BEGIN Input records
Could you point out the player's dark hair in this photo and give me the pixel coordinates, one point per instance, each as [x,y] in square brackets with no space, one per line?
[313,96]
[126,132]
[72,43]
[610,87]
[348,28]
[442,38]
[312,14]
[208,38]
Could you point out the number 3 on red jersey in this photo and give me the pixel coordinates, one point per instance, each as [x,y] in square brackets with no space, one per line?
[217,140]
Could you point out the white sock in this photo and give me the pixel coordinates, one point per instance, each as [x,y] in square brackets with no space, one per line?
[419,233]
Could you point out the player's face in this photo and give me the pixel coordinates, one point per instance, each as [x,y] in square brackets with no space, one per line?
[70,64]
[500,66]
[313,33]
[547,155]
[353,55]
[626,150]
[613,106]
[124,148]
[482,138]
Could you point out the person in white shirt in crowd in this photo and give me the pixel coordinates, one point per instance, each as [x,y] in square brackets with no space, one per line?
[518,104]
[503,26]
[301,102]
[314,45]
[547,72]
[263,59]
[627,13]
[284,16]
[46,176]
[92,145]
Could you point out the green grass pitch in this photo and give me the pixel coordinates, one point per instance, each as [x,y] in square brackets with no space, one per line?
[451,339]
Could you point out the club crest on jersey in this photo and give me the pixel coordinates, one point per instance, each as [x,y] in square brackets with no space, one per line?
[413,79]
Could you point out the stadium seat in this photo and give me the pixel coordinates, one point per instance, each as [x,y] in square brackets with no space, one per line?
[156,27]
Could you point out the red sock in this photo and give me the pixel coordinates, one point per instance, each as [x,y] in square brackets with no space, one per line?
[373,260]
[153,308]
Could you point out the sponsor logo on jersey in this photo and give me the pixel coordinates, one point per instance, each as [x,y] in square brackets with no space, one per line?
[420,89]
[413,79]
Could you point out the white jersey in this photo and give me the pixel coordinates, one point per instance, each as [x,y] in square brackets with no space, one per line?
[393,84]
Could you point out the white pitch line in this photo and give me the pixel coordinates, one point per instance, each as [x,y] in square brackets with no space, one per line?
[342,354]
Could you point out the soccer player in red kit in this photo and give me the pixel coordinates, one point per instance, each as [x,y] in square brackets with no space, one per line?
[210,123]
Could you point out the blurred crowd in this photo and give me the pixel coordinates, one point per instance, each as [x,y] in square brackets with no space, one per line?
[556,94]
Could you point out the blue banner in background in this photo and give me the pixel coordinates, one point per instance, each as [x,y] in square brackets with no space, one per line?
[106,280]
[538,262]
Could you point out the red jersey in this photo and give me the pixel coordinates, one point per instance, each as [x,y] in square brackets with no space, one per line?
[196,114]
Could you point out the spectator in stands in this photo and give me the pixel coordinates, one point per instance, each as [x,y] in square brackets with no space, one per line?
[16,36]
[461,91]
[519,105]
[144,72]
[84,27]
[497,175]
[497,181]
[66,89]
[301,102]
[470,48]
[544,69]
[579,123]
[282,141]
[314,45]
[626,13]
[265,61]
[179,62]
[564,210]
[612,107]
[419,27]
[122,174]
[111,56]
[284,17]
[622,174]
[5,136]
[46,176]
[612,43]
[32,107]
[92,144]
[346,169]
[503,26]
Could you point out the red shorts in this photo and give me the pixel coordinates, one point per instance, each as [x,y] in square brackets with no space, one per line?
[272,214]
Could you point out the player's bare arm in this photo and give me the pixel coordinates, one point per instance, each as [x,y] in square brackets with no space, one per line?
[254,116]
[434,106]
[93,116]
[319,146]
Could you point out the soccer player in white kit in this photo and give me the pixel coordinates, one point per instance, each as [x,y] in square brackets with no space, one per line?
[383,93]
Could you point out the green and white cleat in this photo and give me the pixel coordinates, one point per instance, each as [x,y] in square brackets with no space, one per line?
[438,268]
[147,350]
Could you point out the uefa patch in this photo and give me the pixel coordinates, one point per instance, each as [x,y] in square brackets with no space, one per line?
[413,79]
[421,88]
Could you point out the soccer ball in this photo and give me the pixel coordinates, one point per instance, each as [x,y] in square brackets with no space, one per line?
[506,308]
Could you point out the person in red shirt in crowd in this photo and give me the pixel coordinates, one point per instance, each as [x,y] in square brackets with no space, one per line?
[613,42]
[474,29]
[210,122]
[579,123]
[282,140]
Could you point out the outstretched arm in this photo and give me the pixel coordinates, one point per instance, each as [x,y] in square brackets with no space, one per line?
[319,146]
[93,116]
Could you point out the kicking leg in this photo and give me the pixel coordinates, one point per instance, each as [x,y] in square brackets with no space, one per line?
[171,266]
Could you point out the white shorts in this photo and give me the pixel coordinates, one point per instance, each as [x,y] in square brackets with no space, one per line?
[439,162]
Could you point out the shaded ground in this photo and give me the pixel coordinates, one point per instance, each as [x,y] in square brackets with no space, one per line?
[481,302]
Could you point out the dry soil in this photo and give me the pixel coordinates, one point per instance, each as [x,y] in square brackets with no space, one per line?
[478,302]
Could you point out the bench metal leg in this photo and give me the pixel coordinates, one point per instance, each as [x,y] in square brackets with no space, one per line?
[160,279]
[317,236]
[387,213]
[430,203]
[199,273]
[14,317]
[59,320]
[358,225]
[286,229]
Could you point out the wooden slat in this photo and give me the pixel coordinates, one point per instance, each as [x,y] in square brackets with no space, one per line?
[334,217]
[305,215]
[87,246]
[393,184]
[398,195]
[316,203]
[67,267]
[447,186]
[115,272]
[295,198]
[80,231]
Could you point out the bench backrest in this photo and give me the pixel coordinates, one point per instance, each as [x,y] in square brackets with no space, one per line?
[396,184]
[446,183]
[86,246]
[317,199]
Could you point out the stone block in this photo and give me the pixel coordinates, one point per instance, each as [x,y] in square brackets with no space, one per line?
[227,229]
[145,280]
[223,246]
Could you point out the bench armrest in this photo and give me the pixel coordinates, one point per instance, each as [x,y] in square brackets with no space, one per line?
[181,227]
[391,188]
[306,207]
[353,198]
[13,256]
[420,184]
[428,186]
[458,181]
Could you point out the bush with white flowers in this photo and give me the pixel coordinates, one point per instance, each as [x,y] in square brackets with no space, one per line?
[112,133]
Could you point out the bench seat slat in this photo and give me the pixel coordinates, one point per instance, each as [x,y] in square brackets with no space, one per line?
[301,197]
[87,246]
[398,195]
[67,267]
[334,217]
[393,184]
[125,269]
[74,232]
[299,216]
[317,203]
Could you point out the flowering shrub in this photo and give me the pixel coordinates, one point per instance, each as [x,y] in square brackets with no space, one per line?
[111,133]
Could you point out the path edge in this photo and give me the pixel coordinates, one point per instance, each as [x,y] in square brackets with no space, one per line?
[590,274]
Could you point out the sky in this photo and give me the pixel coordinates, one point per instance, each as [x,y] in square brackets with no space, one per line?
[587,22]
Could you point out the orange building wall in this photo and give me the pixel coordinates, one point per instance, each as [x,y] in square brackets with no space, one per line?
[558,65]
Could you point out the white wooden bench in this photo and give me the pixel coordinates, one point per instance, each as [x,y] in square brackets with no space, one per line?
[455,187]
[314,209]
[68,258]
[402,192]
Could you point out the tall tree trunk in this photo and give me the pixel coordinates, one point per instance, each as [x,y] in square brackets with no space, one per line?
END Input records
* Requirement: Your reply should contain every record, unchanged and complete.

* Task output:
Could you point out the player's dark hair in this photo and give me the pixel coordinates, one point per instance, each as [x,y] in square brackets with no space, one per line?
[313,96]
[126,132]
[72,43]
[610,87]
[348,28]
[442,38]
[312,14]
[208,38]
Could you point out the number 3 on red jersey in this photo and give me the pixel coordinates, one point per instance, each as [x,y] in square brackets with no space, one per line?
[217,140]
Could you point out the white sock in this photo and give me the pixel coordinates, one point per instance, each as [x,y] in square brackets with no space, one per line?
[419,233]
Could you point out the player's face in this photo and give me the pixel coordinates, one point per instance, each as [x,y] in square brackets with no space, one per line?
[70,64]
[500,66]
[313,33]
[547,155]
[353,55]
[626,150]
[613,106]
[124,148]
[482,138]
Could you point out the person in white shirt in crowd in this photo and give me the pixel coordinates, one point per instance, each as [x,y] in square brackets with no space, one per line?
[518,104]
[503,26]
[301,102]
[314,45]
[547,72]
[263,59]
[627,13]
[284,16]
[46,176]
[92,145]
Could you point out the green grass pitch in this photo and give me the pixel coordinates, one point per instance, each as [x,y] in square brackets with no space, one per line?
[451,339]
Could you point out the club crest on jersey in this photo and give me the pixel coordinates, one point per instance, each as [x,y] in square brackets with no space, one per line?
[413,79]
Could you point out the stadium seat in this photo and give me the pixel coordinates, one point per instance, each as [x,y] in square brackets with no space, one per line?
[156,27]
Could you point out the red sock in this photo and give me the pixel coordinates, one point per instance, each as [x,y] in square brackets with no space, one per line?
[373,260]
[153,308]
Could you point out the sponsor logo on jersey in this photo and give me the pixel coordinates, one point per instance, each as [x,y] in square brackets with no space, one per line?
[420,89]
[413,79]
Could you point out the white jersey in this photo and give me the pixel coordinates, one point per instance, each as [x,y] in square brackets with no space, one per line?
[393,84]
Could you point out the white pitch line in this photo and give me the pixel coordinates, one point per instance, each as [x,y] in square brackets with no space, one per line?
[342,354]
Could you point out the soccer player in red kit in this photo and give me the pixel coordinates, one point per instance, each as [x,y] in square brackets with no space, one per line?
[210,123]
Could you point out the blurred crowd in this photo and give me the pixel coordinates, one point per instance, each as [x,y] in square brackets with no space, one per line?
[556,94]
Could you point out the blue banner in background in this photo and give me the pixel coordinates, one point per instance, each as [x,y] in square brackets with no space, one per line?
[106,280]
[538,262]
Could you point out the red jersey in this photo and give me the pixel coordinates, one point per instance, each as [x,y] in square brackets with no space, one per line?
[196,114]
Could you point out the spectator in stands in this photo and give me the pixel coordinates, one point per instance, each as [x,y] in square brackets with no space, one per line?
[16,36]
[461,91]
[519,105]
[144,72]
[84,27]
[497,175]
[497,181]
[66,89]
[301,102]
[470,48]
[544,69]
[579,123]
[282,141]
[314,45]
[626,13]
[265,61]
[179,62]
[564,210]
[612,107]
[419,27]
[122,174]
[111,56]
[284,17]
[622,174]
[5,136]
[46,176]
[612,43]
[32,107]
[92,144]
[346,169]
[503,26]
Could you point out the red shorts in this photo and give me the pixel coordinates, one point per instance, each as [x,y] in square brackets with no space, one per line?
[272,214]
Could you point out the player's bare arm in this photo and give me the pixel coordinates, one point per instance, each as [x,y] in square brackets with no space, one per line?
[254,116]
[434,106]
[93,116]
[319,146]
Could you point out the soccer player in white kit in this photo and give me the pixel coordinates, one point per instance, each as [x,y] in square brackets with no space, one per line?
[383,93]
Could you point out the green and white cleat in this photo and give me the pixel coordinates, one point per instance, each as [x,y] in square brackets with no space, one per line?
[438,268]
[147,350]
Could you point out the uefa patch in this photo and give me the pixel coordinates, one point per instance, each as [x,y] in square brackets with no space, one per line?
[413,79]
[421,88]
Could you point out the soccer ball in this photo and give me the pixel coordinates, one point per instance, each as [x,y] in square brackets with no space, one per line?
[506,308]
Could you point out the person in red shirt in crowd in this photo and give me the pixel coordinates, one point per instance, each as [x,y] in square brackets with no space, one per line?
[613,42]
[474,29]
[210,122]
[579,123]
[282,140]
Could you point out the outstretched arm in this photo and give me the pixel coordinates, one point per instance, each as [x,y] in square brackets with no space, one per line?
[319,146]
[93,116]
Could you point out the kicking leg in this photo and give me the pixel coordinates, one point per instance, each as [x,y] in square brackets with no space, one per line?
[171,266]
Could you point out the white shorts in this photo and give me the pixel coordinates, one point per instance, each as [x,y] in square brackets with no space, one per line?
[439,162]
Could you point out the shaded ground in this photo and give me the pixel coordinates, one point per instance, each as [x,y] in square brackets with no space, one per line?
[481,302]
Could you point out the dry soil in this photo and give me the pixel coordinates, one point per instance, each as [x,y] in square brackets with no space, one per line?
[478,302]
Could you point out the bench metal leg in this photo and give me the pixel coordinates, one point per instance, each as [x,y] in square brackets with no space, one per line?
[160,279]
[317,236]
[387,213]
[430,203]
[199,273]
[14,317]
[59,320]
[358,225]
[286,229]
Could you point out the wooden slat in this photo and give me the pixel coordinates, one point per instance, each as [x,y] in square brackets with no space, one per line?
[334,217]
[305,215]
[87,246]
[393,184]
[398,195]
[316,203]
[67,267]
[447,186]
[115,272]
[295,198]
[80,231]
Could you point out the bench backrest in this photo and give me the pixel coordinates, one point per instance, each as [x,y] in square brackets with no space, one per line?
[396,184]
[446,183]
[86,246]
[317,199]
Could you point out the stone block in this photo and give me the pixel coordinates, one point per instance, each as [x,y] in square brackets with no space, one per line?
[227,229]
[145,280]
[223,246]
Could you point out the bench armrest in this photo and give me the pixel coordinates, one point per instance, each as [x,y] in square brackets with no space, one per line?
[181,227]
[391,188]
[306,207]
[353,198]
[13,256]
[420,184]
[428,186]
[458,181]
Could you point out the bush with white flowers in this photo and give me the pixel coordinates, one point per instance, each as [x,y] in square brackets with no space, one per line?
[112,133]
Could you point out the bench seat slat in this photo and give me the pixel coordinates, one point per instance, each as [x,y] in square brackets with no space, one per line?
[301,197]
[87,246]
[398,195]
[67,267]
[334,217]
[393,184]
[125,269]
[74,232]
[299,216]
[317,203]
Could you point out the flowering shrub in this photo and give me the pixel coordinates, one point per instance, each as [x,y] in square brackets with no space, one per line?
[111,133]
Could you point out the path edge in this photo and give me the pixel coordinates, one point per instance, each as [x,y] in square brackets with no space, one per line?
[590,274]
Could you point out the sky in this photo and give me the pixel coordinates, one point per instance, each as [x,y] in square brackets with no space, one per line?
[587,22]
Could you point out the orange building wall in this photo and give me the pixel coordinates, one point per instance, each as [x,y] in square brackets with no space, one per line?
[558,65]
Could you point out the white wooden bench in this photo and give me the pixel coordinates, one point per instance, each as [x,y] in square brackets with no space, one per line?
[455,187]
[314,209]
[68,258]
[402,192]
Could you point out the tall tree trunk in this photo and give me the pixel coordinates, one point per instance, each as [x,y] in square brackets with no space, one per line?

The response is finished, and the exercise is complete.